Listing >>

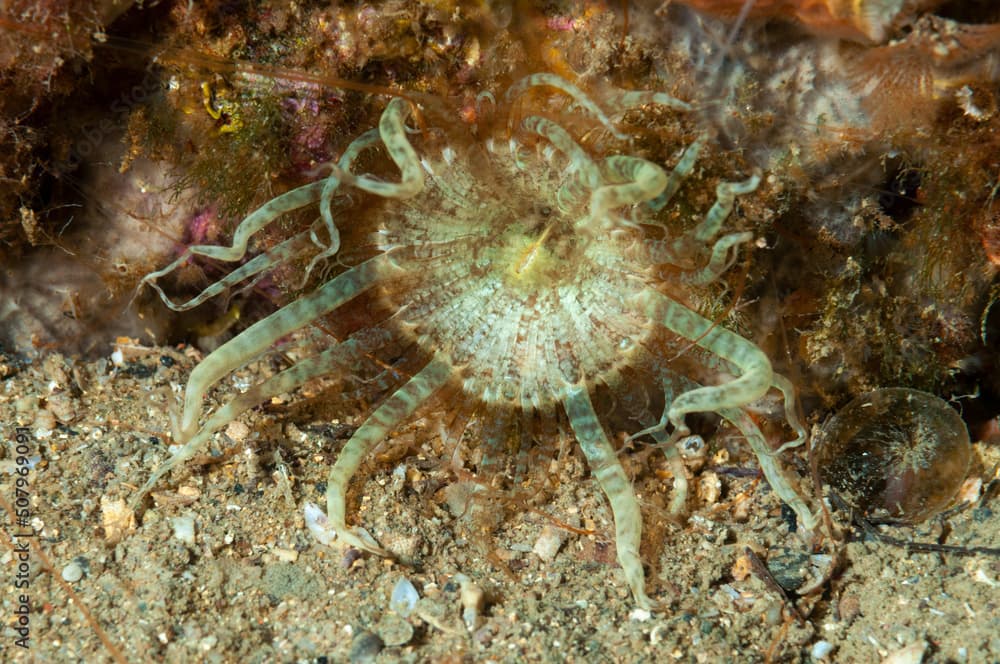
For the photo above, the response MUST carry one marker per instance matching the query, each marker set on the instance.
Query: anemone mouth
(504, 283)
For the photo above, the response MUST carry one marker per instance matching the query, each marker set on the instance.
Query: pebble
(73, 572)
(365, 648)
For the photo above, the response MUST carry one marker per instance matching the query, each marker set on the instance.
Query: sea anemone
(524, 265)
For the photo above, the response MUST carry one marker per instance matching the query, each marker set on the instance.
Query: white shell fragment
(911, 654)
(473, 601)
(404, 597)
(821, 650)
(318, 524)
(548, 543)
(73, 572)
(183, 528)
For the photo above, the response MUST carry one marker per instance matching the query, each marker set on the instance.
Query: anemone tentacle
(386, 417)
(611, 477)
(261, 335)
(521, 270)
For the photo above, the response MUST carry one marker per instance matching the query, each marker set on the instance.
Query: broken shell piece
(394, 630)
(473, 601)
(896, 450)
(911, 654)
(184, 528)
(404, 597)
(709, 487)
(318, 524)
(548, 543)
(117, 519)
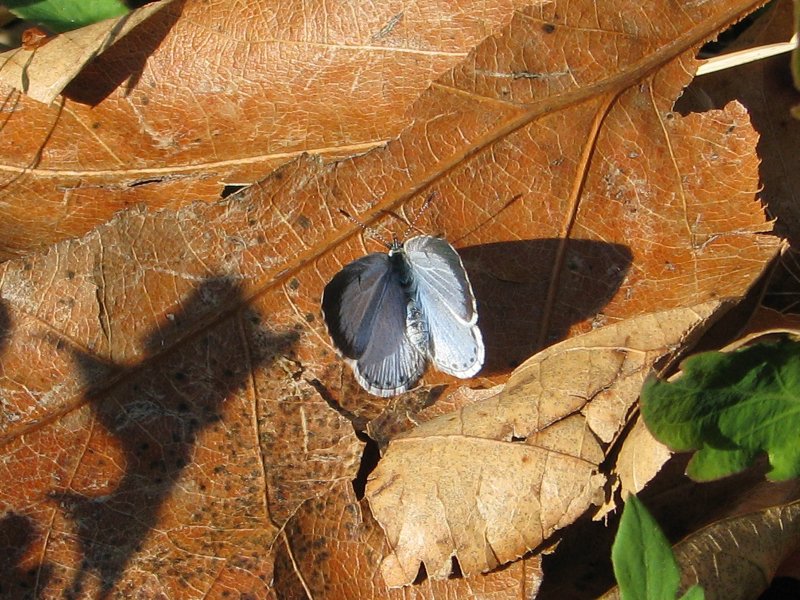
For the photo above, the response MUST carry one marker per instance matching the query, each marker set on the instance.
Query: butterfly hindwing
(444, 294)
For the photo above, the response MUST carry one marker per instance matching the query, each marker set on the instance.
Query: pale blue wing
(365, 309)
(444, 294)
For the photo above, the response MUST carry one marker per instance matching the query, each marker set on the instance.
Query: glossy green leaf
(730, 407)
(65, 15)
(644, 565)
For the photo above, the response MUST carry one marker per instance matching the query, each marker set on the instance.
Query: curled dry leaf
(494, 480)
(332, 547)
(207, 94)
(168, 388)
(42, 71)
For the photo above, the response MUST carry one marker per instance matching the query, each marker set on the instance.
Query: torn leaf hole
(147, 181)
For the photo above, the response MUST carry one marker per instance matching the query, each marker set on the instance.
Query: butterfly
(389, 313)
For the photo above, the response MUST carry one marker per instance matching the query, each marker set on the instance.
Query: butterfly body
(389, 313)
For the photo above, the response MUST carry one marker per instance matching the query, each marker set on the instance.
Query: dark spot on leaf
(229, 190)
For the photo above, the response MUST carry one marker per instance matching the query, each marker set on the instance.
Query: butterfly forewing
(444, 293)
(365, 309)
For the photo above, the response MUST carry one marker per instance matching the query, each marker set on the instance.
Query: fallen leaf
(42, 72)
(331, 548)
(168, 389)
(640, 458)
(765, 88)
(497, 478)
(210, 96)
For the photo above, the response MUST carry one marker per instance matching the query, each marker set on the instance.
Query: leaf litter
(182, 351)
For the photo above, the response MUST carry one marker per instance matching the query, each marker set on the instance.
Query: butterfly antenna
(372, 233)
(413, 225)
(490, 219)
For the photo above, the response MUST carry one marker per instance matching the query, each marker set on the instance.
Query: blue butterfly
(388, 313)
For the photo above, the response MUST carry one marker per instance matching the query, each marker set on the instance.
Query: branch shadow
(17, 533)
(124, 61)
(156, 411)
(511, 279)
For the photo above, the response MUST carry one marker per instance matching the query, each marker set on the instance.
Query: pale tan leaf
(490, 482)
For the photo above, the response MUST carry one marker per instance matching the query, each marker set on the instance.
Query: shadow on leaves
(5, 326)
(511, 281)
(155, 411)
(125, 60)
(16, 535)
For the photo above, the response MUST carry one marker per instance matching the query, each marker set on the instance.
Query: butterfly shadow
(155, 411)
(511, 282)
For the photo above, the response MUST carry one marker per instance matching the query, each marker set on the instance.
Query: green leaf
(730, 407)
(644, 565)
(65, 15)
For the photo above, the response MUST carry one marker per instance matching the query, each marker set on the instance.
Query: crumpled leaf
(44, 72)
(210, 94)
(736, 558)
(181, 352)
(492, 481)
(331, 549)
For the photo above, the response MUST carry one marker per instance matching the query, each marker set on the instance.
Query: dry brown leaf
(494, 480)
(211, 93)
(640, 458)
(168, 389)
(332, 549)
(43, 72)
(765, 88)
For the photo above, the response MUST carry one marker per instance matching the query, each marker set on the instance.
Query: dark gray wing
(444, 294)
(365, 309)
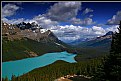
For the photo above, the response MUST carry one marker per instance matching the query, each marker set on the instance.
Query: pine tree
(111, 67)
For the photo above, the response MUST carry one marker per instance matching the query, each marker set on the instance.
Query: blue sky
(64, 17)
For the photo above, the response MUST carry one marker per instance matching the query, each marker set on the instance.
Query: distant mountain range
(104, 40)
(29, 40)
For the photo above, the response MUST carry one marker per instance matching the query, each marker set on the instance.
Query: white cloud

Instructions for the task >>
Leave out the pictures and retype every line above exactly.

Solution below >>
For the photo above, the response MUST carry one marker per instance matching the query, each marker set on the instance.
Query: anemone mouth
(504, 283)
For the photo above, the response MUST carry one marker per instance matching the query, each marker set on the instance.
Query: pebble
(73, 572)
(365, 648)
For the photo above, the response MUST carry one marker per instance matching the query, each marker set on the instance.
Query: sea anemone
(524, 265)
For the photo above, the response MUST carry one marker per instance matching the query, each marker set on the instance.
Query: white shell fragment
(911, 654)
(473, 601)
(404, 597)
(821, 650)
(318, 524)
(548, 543)
(73, 572)
(183, 528)
For the photo above, the response MUST carry one marker per instance matching the query, each marker set on the instance.
Query: anemone tentacle
(386, 417)
(611, 477)
(261, 335)
(521, 270)
For the photo above, the response MUST carry one marker per instance matching the query, each marker set on the instance.
Query: broken shell piece
(394, 630)
(473, 601)
(896, 450)
(911, 654)
(184, 528)
(404, 597)
(709, 487)
(318, 524)
(548, 543)
(117, 519)
For the photo above, the response MUST carry one marker per instance matching the query, each marker set on the instance.
Query: butterfly hindwing
(444, 294)
For the photo above, the response MUST carry one marker per instance matching the query, each marker set on the instance.
Query: pale blue wing
(365, 309)
(444, 294)
For the photo above, the response MUST carry one marker per instance matching the query, each marker set on the instance.
Query: glossy green leaf
(730, 407)
(65, 15)
(644, 565)
For the photo above, the response MUST carry one marker per instance matching the query, each marker set on the instance.
Query: curled dry leaf
(494, 480)
(332, 547)
(207, 94)
(168, 388)
(42, 71)
For the photo above, the response MUST carry one marker per instance matching the query, each marker set on the instance.
Query: torn leaf hole
(147, 181)
For the photo above, the response MUST carry one marker per instance matching the query, each marker set on the instance.
Query: butterfly
(389, 313)
For the photo above, the response MUST carry one marker per instance matching the query, each marker set on the instance.
Query: butterfly body
(389, 313)
For the photo above, the response MUST carry one marker per instance matching the query, each marker set on the instance.
Query: dark spot on leaf
(229, 190)
For the photo above, the response MUST carry one marker per instance matching the query, each marker set on the instance.
Query: butterfly forewing
(444, 293)
(365, 309)
For the photo above, the response MUST carry one marker per instance matching the query, each marker set on the instance.
Query: fallen leaf
(42, 72)
(331, 548)
(168, 389)
(640, 458)
(765, 88)
(497, 478)
(210, 96)
For the photo above, the response MUST carry one marker per instance matching the query, each marker set on the instance.
Query: leaf litter
(182, 351)
For the photo above, the response MUST carry one marker per instance matching the query, each marker set on the instance.
Query: butterfly antenna
(372, 233)
(413, 225)
(490, 219)
For the photo above, the response MUST carry one marker per instance matching the query, each marker set on the instance.
Query: blue butterfly
(388, 313)
For the photo above, the response MUST carry one marker per instance matching the query, each marker set on the instance.
Query: branch shadow
(17, 533)
(124, 61)
(156, 411)
(511, 279)
For the photo above, the response MUST carry one marker per instance matching the query, each marker set on the instance.
Query: pale tan leaf
(490, 482)
For the photo above, the response MUST carry one marker per instance matching the query, each marker set on the instance.
Query: shadow on leaves
(5, 326)
(511, 281)
(155, 411)
(125, 60)
(16, 535)
For the photo above, the response MUST carry one marker per instance matching the query, each marker set on the instance.
Query: butterfly shadow
(155, 411)
(511, 282)
For the photo above, the response MUST carry one marker per instance matching the query, each marker set on the instance.
Query: green leaf
(730, 407)
(644, 565)
(65, 15)
For the photo above, the response MUST carry one marker per instance matching the query, each marker set on the instance.
Query: crumpled leaf
(44, 72)
(210, 94)
(736, 558)
(181, 352)
(492, 481)
(331, 549)
For the photo above, the response MUST carry one marker per instance matching the query, each marker set on the instance.
Query: dry brown leaf
(494, 480)
(211, 93)
(640, 458)
(168, 389)
(332, 549)
(43, 72)
(765, 88)
For the photo above, the response MUST carry one marker per instance matching the query, each marker set on the instance.
Query: dark gray wing
(444, 294)
(365, 309)
For the photo above, the response MUST carry one marker per instance matching the query, each marker set on the instance.
Query: pine tree
(111, 67)
For the photo above, the response MUST carry one marker per instance matching the query, each marker set on the instance.
Query: blue sky
(64, 17)
For the photo above, the response MUST carry one marker per instance matching the query, each marker set on the instance.
Query: distant mountain range
(104, 40)
(29, 40)
For the photo above, the response MUST carry one marker per instance matching the query, each marker set on the instance.
Query: white cloud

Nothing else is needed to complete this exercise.